What you need to do >> The goal is a clean copy of all the data below, with pictures dropped and everything else retyped exactly.

Raw data >>
#####

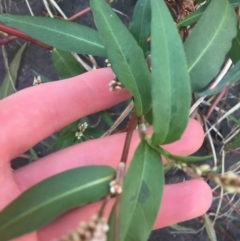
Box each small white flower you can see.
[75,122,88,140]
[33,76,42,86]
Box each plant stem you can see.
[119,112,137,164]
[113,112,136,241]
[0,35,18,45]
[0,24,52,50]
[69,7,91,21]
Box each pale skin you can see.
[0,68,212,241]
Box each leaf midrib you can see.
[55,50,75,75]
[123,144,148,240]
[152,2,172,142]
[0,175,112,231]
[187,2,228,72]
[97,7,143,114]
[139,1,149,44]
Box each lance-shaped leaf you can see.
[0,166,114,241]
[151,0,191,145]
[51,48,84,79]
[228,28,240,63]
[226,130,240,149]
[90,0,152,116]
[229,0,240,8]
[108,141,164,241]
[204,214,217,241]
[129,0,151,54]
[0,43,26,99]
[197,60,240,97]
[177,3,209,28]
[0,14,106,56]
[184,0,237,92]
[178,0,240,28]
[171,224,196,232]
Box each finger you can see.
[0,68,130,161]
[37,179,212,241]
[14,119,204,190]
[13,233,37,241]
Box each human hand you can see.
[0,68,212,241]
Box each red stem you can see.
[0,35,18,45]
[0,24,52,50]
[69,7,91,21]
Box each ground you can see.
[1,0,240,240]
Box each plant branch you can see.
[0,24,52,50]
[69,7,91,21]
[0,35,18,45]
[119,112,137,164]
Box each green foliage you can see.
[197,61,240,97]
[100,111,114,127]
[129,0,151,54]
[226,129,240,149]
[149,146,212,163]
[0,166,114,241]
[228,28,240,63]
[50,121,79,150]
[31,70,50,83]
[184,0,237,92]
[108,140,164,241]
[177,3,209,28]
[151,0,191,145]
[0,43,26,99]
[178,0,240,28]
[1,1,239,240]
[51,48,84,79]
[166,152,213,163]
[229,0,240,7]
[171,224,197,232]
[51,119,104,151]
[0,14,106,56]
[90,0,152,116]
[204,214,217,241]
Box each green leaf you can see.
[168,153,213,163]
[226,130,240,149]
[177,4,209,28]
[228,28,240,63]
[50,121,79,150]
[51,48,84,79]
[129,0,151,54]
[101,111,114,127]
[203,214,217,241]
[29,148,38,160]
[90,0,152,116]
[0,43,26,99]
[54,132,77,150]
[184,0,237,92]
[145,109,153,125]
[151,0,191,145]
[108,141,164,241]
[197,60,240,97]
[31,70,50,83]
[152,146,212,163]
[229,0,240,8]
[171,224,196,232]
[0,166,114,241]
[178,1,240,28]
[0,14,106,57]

#####

Answer to the problem >>
Box each small white flower you can see.
[75,122,88,140]
[33,76,42,86]
Box each plant stem you can see.
[119,112,137,164]
[113,112,136,241]
[0,35,18,45]
[0,24,52,50]
[69,7,91,21]
Box each pale skin you can see.
[0,68,212,241]
Box each leaf midrib you can see.
[55,50,75,75]
[123,144,148,240]
[152,2,172,142]
[0,175,112,231]
[187,2,228,72]
[97,7,143,114]
[139,1,149,44]
Box each lance-shaped leaf you can see.
[0,166,114,241]
[151,0,191,145]
[51,48,84,79]
[228,28,240,63]
[226,130,240,149]
[90,0,152,116]
[229,0,240,8]
[108,141,164,241]
[204,214,217,241]
[129,0,151,54]
[0,43,26,99]
[197,60,240,97]
[177,3,209,28]
[0,14,106,56]
[184,0,237,92]
[178,0,240,28]
[171,224,196,232]
Box each finger you can see.
[0,68,130,161]
[37,179,212,241]
[14,119,204,190]
[13,233,37,241]
Box each human hand you can see.
[0,68,212,241]
Box each red stem you can see.
[0,35,18,45]
[0,24,52,50]
[69,7,91,21]
Box each ground you can see.
[1,0,240,240]
Box each plant branch you can see.
[0,24,52,50]
[69,7,91,21]
[0,35,18,45]
[119,112,137,164]
Box each green foliage you can see.
[197,61,240,97]
[100,111,114,127]
[129,0,151,54]
[226,129,240,149]
[149,146,212,163]
[0,166,114,241]
[228,28,240,63]
[50,121,79,150]
[31,70,50,83]
[184,0,237,92]
[108,140,164,241]
[177,3,209,28]
[151,0,191,145]
[0,43,26,99]
[178,0,240,28]
[1,1,239,240]
[51,48,84,79]
[166,152,213,163]
[229,0,240,7]
[171,224,197,232]
[51,119,104,151]
[0,14,106,56]
[90,0,152,116]
[204,214,217,241]
Box each green leaf you can see.
[168,153,213,163]
[226,130,240,149]
[177,4,209,28]
[228,28,240,63]
[50,121,79,150]
[51,48,84,79]
[129,0,151,54]
[101,111,114,127]
[203,214,217,241]
[29,148,38,160]
[90,0,152,116]
[0,43,26,99]
[54,132,77,150]
[184,0,237,92]
[145,109,153,125]
[151,0,191,145]
[108,141,164,241]
[197,60,240,97]
[31,70,50,83]
[152,146,212,163]
[229,0,240,8]
[171,224,196,232]
[0,166,114,241]
[178,1,240,28]
[0,14,106,57]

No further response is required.